= Louis Sobol =

American journalist

Louis Sobol (August 10, 1896 – February 9, 1986) was an American journalist, Broadway gossip columnist, and radio host. Sobol wrote for Hearst newspapers for forty years, and was considered one of the country's most popular columnists. Sobol wrote about celebrities during the years when well-known columnists themselves became celebrities.

== Early life ==
Sobol was born in New Haven, Connecticut. He attended Crosby High School and was the chairman of the Dramatic Club, business manager of the school paper, and manager of the baseball team. While still in high school, Sobol worked as a reporter for the Waterbury Republican.

== Career ==
Sobol continued to work on the Republican after high school, then left the Republican to work for the Bridgeport Standard. He served in the Army during World War I. After the war, Sobol returned to Connecticut where he became acting city editor on the New London Day and was an occasional contributor to Variety. He then moved to New York where he worked for the Famous Features Syndicate, ghost-writing first-person stories which appeared in the New York Evening Graphic and New York Journal on behalf of clients, among them "Daddy" and Peaches Browning and Queen Marie of Romania.

On May 31, 1929, Sobol took over Your Broadway and Mine column from Walter Winchell for the New York Evening Graphic. He added a second column, Snapshots at Random, in October, 1929. Sobol resigned from the Graphic in 1931, taking his column to New York Evening Journal and renaming it The Voice of Broadway. The column was later called New York Cavalcade. Sobol's radio shows included the Borden Show and Ludwig Baumann Show on WOR, the Lucky Strike Hour on WEAF, and daily broadcasts for the American Broadcasting network.

During 1932, Sobol performed in a vaudeville revival at the Palace Theatre In 1933, he hosted a series of short films called "Louis Sobol shorts". In 1938, Sobol was given a luncheon to recognize his work for the New York and Brooklyn Federations of Jewish Charities.

▸ **EXTRACTED MATERIAL**

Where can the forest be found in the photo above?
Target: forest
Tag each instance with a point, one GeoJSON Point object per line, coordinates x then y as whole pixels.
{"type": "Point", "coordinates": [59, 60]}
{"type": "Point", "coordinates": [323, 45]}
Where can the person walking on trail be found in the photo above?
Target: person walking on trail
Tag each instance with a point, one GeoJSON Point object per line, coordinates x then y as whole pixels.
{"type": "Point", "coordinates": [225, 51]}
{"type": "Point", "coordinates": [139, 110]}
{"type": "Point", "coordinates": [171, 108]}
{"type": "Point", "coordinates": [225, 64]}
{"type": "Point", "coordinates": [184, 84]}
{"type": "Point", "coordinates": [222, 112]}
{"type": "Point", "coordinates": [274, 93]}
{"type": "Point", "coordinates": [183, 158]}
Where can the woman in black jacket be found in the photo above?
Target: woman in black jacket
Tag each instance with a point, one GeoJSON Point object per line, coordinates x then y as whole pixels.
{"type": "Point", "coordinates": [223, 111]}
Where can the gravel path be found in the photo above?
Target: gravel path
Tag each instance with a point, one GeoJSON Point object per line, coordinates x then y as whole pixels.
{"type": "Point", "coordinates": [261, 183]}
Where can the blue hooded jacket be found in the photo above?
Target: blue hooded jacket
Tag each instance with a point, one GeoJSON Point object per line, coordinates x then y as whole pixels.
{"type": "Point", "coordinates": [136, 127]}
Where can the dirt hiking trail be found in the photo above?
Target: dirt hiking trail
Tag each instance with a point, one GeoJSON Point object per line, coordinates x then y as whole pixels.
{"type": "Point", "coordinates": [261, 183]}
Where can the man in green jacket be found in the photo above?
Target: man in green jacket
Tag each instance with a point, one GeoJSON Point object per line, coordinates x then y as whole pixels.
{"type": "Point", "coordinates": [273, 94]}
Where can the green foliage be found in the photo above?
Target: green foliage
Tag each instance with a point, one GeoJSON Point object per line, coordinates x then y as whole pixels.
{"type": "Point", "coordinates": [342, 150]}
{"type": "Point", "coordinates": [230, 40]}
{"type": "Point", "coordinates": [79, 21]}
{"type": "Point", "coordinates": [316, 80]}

▸ **TASK REQUIREMENTS**
Could you write what comes next in the Louis Sobol biography, starting right after its last sentence? The lines have nothing to do with the Louis Sobol biography.

▸ **RESPONSE TO THIS TASK**
Sobol published two memoirs and a novel. His novel Six Lost Women was recommended by the reviewer in The New York Times for "the sentimental reader". Sobol's book Some Days Were Happy is a memoir of his youth and early career. His memoir The Longest Street, which Maurice Zolotow described as "the longest Broadway column ever written" and "a truthful rendering of a certain way of life at a certain period in New York history", describes the people he met and wrote about, the parties they all attended, and what it was like to go from being a small town journalist to a chronicler of Broadway, New York City, and Hollywood. Sobol wrote one play, The High Hatters, which received disappointing reviews.

Sobol played himself in the 1947 film Copacabana. In 1953, he was called "one of the nation's most popular columnists"; at that time, his New York Cavalcade column had a combined readership between 10 and 14,000,000, being syndicated throughout the country. In 1962, Sobol was honored as "Man of the Year" by the March of Dimes. Columnist Dan Lewis described Sobol as "a monumental influence in the world of show business". Sobol retired from journalism in 1967. Jim Bishop called Sobol "the most beloved" of the Broadway columnists.

== Personal life ==

Sobol married Leah Helen Cantor in 1919. They had one daughter. Leah died at age 51 in 1948. Sobol then married Peggy Strohl, a publicist, at City Hall in Santa Barbara, California on July 29, 1950.

Sobol died at Roosevelt Hospital on February 9, 1986, at age 90.